# [GOAL OF THE EXERCISE]
Report every line of the items below that contains the string "blurred", copying each such line in full.

◆ ◆ ◆

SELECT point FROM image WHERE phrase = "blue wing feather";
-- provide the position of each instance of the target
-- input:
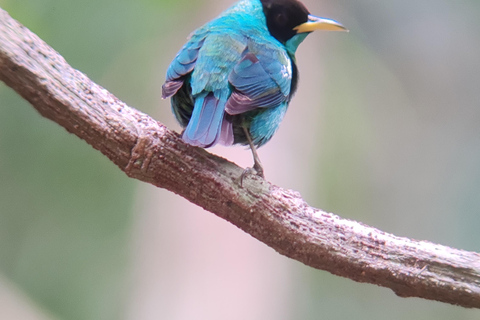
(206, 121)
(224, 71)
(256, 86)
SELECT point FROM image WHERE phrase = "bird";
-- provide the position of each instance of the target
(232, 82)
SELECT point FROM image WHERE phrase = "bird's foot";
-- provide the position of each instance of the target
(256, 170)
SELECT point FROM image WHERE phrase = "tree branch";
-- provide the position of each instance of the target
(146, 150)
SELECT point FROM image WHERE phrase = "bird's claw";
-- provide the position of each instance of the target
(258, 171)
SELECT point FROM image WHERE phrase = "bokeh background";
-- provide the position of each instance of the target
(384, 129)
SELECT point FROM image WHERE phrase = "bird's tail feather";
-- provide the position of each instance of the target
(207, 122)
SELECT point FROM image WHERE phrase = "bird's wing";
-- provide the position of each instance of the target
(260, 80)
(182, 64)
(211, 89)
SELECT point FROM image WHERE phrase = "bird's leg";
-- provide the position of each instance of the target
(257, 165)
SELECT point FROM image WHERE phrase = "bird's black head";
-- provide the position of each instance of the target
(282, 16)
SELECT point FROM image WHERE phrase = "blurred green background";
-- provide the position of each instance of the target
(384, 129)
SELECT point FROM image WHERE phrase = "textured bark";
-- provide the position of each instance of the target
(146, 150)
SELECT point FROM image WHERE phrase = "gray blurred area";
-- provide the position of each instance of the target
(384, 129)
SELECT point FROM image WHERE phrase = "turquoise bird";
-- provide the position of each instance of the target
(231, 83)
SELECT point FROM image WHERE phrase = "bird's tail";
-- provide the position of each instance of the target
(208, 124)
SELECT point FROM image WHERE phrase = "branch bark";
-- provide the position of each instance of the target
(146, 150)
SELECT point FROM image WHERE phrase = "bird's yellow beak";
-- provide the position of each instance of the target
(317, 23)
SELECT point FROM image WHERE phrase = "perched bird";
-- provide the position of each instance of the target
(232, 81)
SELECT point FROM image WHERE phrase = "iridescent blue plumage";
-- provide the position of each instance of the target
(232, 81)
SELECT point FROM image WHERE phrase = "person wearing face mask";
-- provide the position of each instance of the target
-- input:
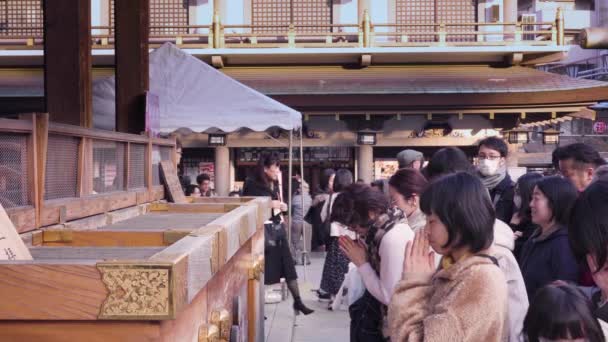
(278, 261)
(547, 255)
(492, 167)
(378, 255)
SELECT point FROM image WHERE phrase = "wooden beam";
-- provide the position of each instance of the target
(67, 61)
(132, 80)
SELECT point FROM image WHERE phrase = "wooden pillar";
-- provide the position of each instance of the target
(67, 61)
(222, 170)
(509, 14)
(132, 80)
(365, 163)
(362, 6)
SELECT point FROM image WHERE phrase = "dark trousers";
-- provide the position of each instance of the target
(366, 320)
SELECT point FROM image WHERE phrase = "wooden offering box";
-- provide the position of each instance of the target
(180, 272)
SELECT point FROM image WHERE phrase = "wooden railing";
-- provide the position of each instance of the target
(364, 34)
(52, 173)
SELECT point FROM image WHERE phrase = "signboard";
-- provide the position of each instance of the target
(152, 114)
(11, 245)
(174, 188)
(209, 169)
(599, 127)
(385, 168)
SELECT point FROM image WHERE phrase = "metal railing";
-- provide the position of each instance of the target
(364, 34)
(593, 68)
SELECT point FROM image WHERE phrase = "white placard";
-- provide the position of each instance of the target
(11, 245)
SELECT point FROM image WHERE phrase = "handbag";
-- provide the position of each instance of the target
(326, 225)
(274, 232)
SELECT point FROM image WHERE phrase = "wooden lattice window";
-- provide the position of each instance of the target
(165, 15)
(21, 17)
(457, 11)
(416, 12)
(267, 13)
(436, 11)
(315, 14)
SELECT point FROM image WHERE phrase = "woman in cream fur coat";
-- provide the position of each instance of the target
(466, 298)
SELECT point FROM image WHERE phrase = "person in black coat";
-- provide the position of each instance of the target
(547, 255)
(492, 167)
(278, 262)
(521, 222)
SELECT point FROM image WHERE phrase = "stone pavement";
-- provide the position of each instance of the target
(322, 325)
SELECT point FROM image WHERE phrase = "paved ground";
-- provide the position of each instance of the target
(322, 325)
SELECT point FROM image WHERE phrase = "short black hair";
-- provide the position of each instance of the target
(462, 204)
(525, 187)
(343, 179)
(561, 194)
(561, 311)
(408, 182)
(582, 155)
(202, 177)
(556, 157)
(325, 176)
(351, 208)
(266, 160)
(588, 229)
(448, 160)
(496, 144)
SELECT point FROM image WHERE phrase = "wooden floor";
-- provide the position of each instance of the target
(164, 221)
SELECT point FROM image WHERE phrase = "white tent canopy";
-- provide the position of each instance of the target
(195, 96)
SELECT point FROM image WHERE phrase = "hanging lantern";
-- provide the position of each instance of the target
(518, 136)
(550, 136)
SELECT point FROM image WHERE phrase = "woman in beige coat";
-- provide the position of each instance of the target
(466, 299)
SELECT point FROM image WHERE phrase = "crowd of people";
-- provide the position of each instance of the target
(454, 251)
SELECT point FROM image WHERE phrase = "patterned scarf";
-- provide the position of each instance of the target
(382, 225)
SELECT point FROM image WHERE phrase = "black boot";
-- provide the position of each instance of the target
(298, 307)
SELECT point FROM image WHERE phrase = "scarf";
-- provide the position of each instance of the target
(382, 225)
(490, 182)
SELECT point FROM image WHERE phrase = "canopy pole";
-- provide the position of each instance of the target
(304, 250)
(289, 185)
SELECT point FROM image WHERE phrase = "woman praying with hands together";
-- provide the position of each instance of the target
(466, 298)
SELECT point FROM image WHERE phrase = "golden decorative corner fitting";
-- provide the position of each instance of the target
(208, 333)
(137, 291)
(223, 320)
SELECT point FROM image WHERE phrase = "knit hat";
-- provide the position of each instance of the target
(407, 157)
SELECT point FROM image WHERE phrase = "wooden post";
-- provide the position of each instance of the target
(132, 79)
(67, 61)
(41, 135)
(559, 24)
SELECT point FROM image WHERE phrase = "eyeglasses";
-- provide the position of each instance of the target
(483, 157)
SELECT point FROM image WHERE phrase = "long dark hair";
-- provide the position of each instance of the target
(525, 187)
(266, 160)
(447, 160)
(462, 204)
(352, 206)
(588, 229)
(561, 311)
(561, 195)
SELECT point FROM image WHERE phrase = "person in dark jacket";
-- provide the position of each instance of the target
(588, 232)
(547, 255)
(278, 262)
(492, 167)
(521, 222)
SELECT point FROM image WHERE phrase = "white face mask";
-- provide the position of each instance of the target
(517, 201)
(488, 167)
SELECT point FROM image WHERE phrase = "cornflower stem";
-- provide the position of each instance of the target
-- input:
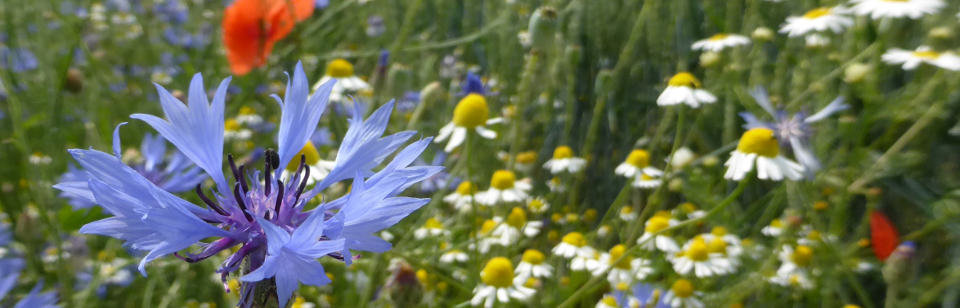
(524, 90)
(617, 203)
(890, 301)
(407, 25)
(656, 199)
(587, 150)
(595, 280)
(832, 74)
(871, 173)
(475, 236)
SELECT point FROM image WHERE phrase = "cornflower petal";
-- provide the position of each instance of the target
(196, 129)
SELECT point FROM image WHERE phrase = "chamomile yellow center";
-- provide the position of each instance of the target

◆ ◆ ◆

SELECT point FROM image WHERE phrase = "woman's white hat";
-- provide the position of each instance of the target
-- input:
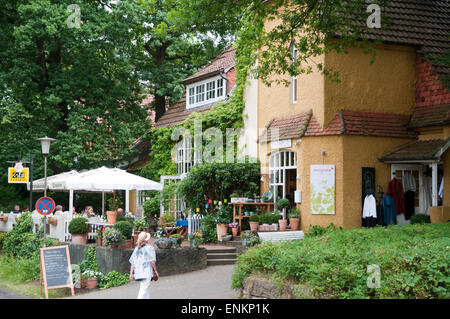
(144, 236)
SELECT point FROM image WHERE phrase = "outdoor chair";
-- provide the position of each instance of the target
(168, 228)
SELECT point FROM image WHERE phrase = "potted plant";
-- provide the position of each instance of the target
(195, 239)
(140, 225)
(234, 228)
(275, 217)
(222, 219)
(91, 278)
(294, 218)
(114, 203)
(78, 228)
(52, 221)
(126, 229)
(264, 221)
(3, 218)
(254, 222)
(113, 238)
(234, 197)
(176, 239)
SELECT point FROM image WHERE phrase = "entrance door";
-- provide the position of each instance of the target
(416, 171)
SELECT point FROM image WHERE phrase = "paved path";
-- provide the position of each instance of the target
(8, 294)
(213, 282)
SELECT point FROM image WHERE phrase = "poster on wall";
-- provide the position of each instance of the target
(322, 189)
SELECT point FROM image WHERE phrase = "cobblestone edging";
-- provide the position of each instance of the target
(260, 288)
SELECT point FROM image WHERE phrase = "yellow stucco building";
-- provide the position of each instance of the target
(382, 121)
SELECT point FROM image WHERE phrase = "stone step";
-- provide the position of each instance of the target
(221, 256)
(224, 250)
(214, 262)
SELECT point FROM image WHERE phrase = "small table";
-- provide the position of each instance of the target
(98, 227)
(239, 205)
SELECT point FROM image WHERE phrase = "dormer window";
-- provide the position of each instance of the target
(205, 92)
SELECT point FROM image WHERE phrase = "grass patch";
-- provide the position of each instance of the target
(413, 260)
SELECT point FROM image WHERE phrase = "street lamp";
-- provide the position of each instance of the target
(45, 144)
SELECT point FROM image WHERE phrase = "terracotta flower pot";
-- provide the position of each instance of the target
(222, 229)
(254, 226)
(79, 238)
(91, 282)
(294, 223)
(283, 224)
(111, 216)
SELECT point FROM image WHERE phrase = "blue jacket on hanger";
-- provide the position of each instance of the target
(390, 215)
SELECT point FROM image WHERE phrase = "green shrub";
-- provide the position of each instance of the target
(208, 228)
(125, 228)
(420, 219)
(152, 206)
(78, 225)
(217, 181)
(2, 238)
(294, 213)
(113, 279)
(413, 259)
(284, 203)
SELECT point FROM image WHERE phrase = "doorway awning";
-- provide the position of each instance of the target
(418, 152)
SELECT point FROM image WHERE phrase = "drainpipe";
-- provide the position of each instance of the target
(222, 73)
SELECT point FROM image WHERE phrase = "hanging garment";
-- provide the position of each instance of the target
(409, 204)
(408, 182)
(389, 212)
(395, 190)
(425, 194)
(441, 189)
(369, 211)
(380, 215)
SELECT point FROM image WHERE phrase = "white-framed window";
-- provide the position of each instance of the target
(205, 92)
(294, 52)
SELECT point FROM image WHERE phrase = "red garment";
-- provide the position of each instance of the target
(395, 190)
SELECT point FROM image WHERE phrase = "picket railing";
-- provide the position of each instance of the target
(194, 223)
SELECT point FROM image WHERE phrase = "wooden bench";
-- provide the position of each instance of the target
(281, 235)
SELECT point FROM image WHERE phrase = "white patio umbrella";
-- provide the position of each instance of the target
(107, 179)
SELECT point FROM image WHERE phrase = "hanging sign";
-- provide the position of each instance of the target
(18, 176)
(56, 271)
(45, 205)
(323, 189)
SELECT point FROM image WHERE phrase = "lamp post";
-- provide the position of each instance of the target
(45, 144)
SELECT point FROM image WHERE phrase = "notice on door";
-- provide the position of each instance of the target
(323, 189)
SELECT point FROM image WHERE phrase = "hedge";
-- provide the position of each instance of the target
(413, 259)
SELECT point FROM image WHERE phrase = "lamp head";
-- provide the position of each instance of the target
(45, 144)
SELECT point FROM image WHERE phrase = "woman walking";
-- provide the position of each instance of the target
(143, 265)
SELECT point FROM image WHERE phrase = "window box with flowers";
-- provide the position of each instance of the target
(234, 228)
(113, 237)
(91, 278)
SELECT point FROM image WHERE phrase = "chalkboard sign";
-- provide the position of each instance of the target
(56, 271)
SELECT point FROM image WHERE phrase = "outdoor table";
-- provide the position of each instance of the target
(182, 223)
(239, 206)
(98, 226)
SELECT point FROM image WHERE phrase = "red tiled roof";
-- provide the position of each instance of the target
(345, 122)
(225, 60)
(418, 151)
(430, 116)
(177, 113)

◆ ◆ ◆

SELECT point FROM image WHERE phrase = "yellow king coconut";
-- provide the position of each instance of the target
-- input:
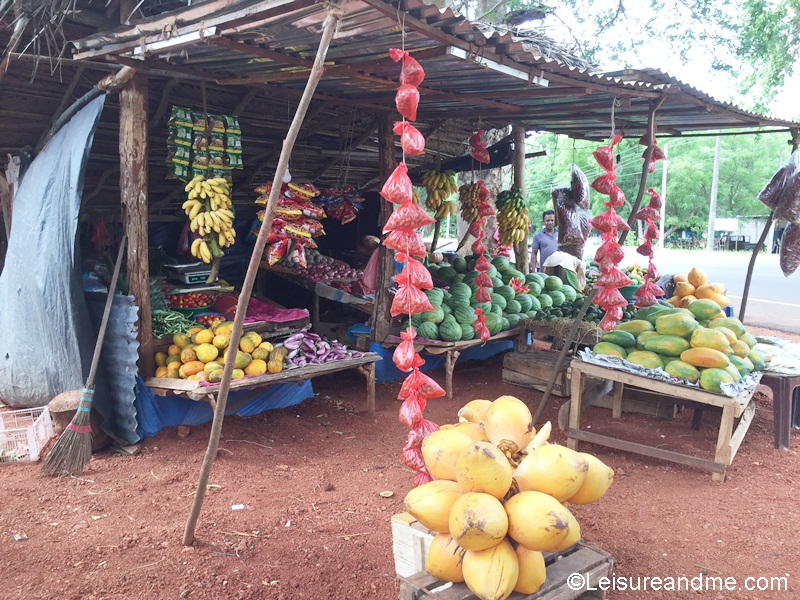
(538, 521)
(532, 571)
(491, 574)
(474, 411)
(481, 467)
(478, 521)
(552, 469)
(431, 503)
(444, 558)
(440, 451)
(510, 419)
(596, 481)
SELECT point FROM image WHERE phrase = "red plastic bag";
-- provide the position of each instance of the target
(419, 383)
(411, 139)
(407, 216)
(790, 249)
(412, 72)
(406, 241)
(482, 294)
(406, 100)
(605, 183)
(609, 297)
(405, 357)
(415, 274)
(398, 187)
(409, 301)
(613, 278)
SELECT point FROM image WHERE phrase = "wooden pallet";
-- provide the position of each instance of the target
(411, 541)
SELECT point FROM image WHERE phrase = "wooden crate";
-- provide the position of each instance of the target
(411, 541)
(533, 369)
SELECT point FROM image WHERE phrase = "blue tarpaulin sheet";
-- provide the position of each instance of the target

◆ ◆ ◆

# [TASK ANSWER]
SELECT point FROM image WHERE phrase = "blurred green background";
SELECT point FROM image WHERE phrase = "gray blurred area";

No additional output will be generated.